## Exercise goal
Reproduce all of the records word for word, omitting the pictures.

[Referring expression data]
┄┄┄┄┄┄┄┄┄┄

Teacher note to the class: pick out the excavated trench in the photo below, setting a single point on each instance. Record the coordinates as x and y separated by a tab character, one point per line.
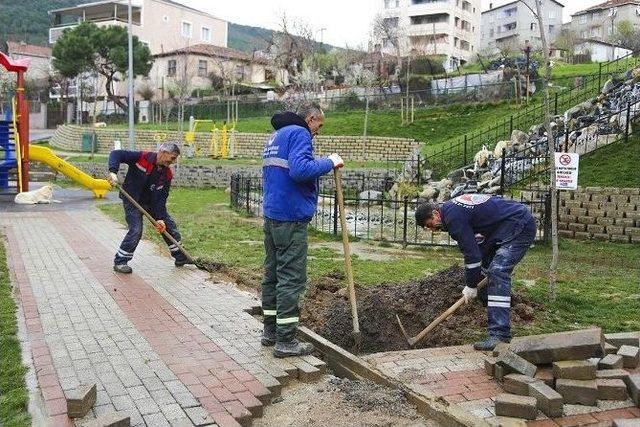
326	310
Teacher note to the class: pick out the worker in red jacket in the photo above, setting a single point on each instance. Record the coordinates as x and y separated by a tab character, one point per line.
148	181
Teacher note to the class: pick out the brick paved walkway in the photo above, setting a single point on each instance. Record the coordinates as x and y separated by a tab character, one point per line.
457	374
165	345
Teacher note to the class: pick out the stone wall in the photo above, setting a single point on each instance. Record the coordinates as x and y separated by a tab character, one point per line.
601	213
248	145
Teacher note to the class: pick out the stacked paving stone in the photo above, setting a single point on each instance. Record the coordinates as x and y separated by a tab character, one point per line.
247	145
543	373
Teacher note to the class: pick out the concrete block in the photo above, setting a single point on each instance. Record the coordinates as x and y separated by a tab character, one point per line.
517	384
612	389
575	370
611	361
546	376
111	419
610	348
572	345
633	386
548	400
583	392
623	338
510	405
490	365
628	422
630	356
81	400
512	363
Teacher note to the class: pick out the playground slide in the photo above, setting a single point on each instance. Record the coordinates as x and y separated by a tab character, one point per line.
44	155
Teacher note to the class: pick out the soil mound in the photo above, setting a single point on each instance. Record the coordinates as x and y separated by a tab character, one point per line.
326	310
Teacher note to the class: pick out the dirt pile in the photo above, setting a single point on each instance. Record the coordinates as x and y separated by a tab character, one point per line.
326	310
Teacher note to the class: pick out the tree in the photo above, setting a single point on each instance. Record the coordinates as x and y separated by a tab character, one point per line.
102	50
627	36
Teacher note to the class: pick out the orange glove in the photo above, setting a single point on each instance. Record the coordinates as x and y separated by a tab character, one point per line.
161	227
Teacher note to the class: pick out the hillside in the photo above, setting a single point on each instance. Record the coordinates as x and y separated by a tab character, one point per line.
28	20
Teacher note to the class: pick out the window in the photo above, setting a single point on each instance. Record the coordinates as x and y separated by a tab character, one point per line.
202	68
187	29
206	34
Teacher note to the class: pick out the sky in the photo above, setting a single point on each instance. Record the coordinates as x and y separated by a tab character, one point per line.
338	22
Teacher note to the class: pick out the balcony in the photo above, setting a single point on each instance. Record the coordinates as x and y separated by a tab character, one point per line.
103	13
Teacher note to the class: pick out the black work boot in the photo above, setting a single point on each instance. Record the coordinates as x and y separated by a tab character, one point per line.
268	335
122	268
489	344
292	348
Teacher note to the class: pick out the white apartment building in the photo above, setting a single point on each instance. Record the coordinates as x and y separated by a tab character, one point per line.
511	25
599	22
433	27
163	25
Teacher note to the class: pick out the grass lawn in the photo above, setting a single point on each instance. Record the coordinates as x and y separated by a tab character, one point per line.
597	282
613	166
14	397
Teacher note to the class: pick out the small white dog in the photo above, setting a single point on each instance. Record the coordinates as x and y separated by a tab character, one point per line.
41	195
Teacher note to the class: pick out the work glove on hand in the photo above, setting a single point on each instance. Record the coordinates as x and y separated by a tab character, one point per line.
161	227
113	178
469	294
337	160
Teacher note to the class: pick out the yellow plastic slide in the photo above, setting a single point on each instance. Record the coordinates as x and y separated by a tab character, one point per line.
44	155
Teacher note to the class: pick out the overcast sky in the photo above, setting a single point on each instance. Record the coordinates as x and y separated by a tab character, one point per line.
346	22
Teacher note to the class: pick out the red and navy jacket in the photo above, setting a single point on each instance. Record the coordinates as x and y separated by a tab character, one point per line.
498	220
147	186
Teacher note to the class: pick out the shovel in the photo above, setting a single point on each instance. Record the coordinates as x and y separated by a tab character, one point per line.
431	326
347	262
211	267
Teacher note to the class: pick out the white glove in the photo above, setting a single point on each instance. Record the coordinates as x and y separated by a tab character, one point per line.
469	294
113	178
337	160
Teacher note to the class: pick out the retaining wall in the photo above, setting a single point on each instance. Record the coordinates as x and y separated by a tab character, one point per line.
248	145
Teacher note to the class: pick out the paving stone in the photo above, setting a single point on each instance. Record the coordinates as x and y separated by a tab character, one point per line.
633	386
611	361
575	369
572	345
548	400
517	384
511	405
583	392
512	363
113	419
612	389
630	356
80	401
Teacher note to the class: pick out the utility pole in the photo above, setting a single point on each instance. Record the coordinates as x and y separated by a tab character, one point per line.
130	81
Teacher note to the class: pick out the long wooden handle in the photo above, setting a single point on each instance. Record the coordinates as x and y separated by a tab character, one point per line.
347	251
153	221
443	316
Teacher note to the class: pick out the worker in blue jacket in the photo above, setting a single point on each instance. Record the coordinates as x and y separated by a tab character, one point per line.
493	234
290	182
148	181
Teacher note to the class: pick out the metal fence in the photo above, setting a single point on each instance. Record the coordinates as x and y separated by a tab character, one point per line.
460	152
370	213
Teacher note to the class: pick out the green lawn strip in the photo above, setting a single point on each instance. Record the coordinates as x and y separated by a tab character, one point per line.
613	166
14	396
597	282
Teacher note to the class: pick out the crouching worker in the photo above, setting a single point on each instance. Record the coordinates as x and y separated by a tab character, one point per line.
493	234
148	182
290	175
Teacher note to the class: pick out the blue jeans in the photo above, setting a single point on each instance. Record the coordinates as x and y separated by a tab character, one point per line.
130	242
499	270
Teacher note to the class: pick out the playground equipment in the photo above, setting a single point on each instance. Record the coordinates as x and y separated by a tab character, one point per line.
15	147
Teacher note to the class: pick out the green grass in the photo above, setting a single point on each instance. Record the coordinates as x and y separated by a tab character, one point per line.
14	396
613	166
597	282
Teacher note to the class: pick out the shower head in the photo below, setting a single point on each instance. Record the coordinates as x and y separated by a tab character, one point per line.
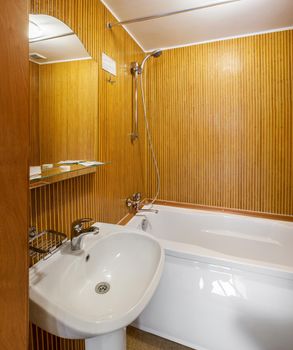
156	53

┄┄┄┄┄┄┄┄┄┄

## Result below
Teacher note to the class: pick out the excavated trench in the photo below, setting a single point on each instance. Record the coordinates as x and y separated by a tab character, one point per line.
326	310
Teacher note to the class: pick out the worker in red jacket in the photo above, setting a single point on each instance. Record the coordinates as x and y separated by a tab character, one point per line.
148	181
Teacher note to the class: pick out the brick paved walkway in the photo above, setting a single point on each instance. Record the coordinates as x and y separated by a tab character, one point per line.
457	374
165	345
Teacher note to the class: pick out the stone wall in the photo above, setting a single point on each instance. Record the coordinates as x and y separated by a tab character, one point per line.
601	213
248	145
Teacher note to the class: pick out the stacked paving stone in the photo above, setting a single point on each instance. Record the coordinates as x and y separated by a tab character, one point per line.
247	145
543	373
Teacher note to the class: pick out the concrete block in the photo above, setting a single point on each instance. Record the coordinates as x and y separated by a tab character, one point per line.
517	384
612	389
575	370
611	361
546	376
111	419
610	348
572	345
633	386
548	400
583	392
623	338
510	405
490	365
628	422
630	356
81	400
512	363
Teacher note to the class: pick out the playground slide in the photo above, setting a single point on each instance. Record the coordinates as x and y separated by a tab character, one point per line.
44	155
Teacher note to the class: pick out the soil mound in the photo above, setting a single point on each instance. Record the coordinates as x and y separated by a tab character, one point per line.
326	310
Teacher note to the class: pick out the dirt pile in the photo above, setting a single point on each instance. Record the coordinates as x and y separated by a tab character, one point per line.
326	310
Teacher note to the class: pick out the tree in the photo above, setting a single point on each instance. Record the coordinates as x and y separated by a tab character, one point per line.
102	50
627	36
Teacher note to the class: pick out the orange glove in the photo above, setting a single point on each instance. Record the coordinates as x and y separated by a tab character, one point per line.
161	227
Teacher note to the class: pick out the hillside in the photo above, setting a single point on each instance. Record the coordinates as x and y separated by a tab character, one point per line.
28	20
Teacher note to the class: pick out the window in the photo above, setting a single point on each instance. Record the coordinates as x and y separated by a tab character, one point per line.
202	68
187	29
206	34
Teacher note to the class: pick out the sky in the photo above, setting a single point on each instance. Record the coordinates as x and y separated by a tab character, one point per line.
338	22
Teacher note to the class: pick out the balcony in the photo above, setting a single point on each instance. Record the coordinates as x and y separated by a tab character, one point per line.
103	13
Teacher note to the class: pick out the black work boot in the photo above, setting a single point on each instance. Record the coordinates as x and y separated by a tab character, one point per line.
268	335
122	268
489	344
292	348
Teacher note to the class: pick out the white apartment building in the photo above, setting a single point on each instance. Record the coordinates as x and y separated by a tab character, one point per line.
511	25
599	22
433	27
163	25
Teacher note to the class: pick out the grass lawn in the photo above, setting a single point on each instance. Record the coordinates as x and y separated by a tab character, one point per line.
597	282
613	166
14	397
Teacher note to the class: pick out the small white dog in the photo above, setting a single point on each instance. Record the coordinates as x and y separated by a tab character, one point per line.
41	195
Teacher note to the class: pick out the work glove on hand in the photo above, setting a single point on each instance. Record the coordinates as x and y separated by a tab character, one point per line.
161	227
113	178
469	294
337	160
Teacher note to the class: pick out the yellow plastic slide in the photo above, setting a single point on each instance. Record the coordinates as x and y separated by a tab character, one point per line.
44	155
Teacher note to the class: pick out the overcast sky in the photo above, setting a single point on each instance. Record the coordinates as x and y separated by a tab character, one point per line.
346	22
Teacher note to the class: pick out the red and navy jacket in the photo above, setting a single point on each instance. Record the coordinates as x and y separated by a tab character, one point per line.
498	220
147	186
Teacher note to the class: pick out the shovel in the photo above, setting a single point on each instance. Record the coordinates as x and y separated by a tab character, one point per line.
431	326
347	262
211	267
Teacher note to the class: pick out the white glove in the photo above, setting a single point on each instance. Record the coordinates as x and y separated by a tab character, one point per line.
469	294
113	178
337	160
Teacher note to the class: pick out the retaining wall in the photo above, setting a single point on each instance. Record the coordinates as x and y separated by a tab character, one point per line.
248	145
Teacher note to the class: pick out the paving stone in the photo above, setting a single point on each instance. Record the coordinates as x and y separated by a tab character, one point per line.
633	386
611	361
575	369
572	345
548	400
517	384
511	405
583	392
512	363
113	419
612	389
630	356
80	401
Teacher note to the class: pick out the utility pole in the photo above, setting a single point on each instance. Record the coordinates as x and y separated by a tab character, one point per line.
130	81
Teacher note to the class: pick out the long wooden handle in the photo above, setting a single point on each instance. Record the coordinates as x and y separated by a tab character, one point per line.
347	251
153	221
443	316
Teacher note to the class: pick out the worker in blue jacket in the photo above, setting a single point on each instance. Record the coordinates as x and y separated by a tab character, one point per line.
493	234
290	182
148	181
Teacher note to the class: pick out the metal fence in the photo above, setting a single point on each instance. Record the coordinates as x and y separated by a tab character, one point per line.
460	152
370	213
Teacher note to the class: pick out the green lawn strip in the photo above, setting a single point on each instance. Record the coordinates as x and y separated by a tab character, one point per line.
613	166
14	396
597	282
Teacher note to the class: pick out the crouching worker in the photo above, setting a single point on each instance. Record the coordinates as x and y separated by a tab character, one point per line.
493	234
148	182
290	175
Teacher note to the class: pick out the blue jeans in the photo above, setting a single point on each instance. Record the coordinates as x and y separated by a tab character, one point per line.
130	242
499	270
Teacher note to the class: pick out the playground equipment in the photo above, setting a single point on each instance. Record the coordinates as x and y separated by a tab character, one point per line.
15	147
Teacher note to the class: pick out the green grass in the photo above, setting a single point on each instance. Record the coordinates as x and y separated by a tab character, one point per line.
14	396
613	166
597	282
Teacher note to the class: pick out the shower head in the photo below, setting a single point on each instance. Record the coordinates as x and y separated by a tab character, one point per line.
156	53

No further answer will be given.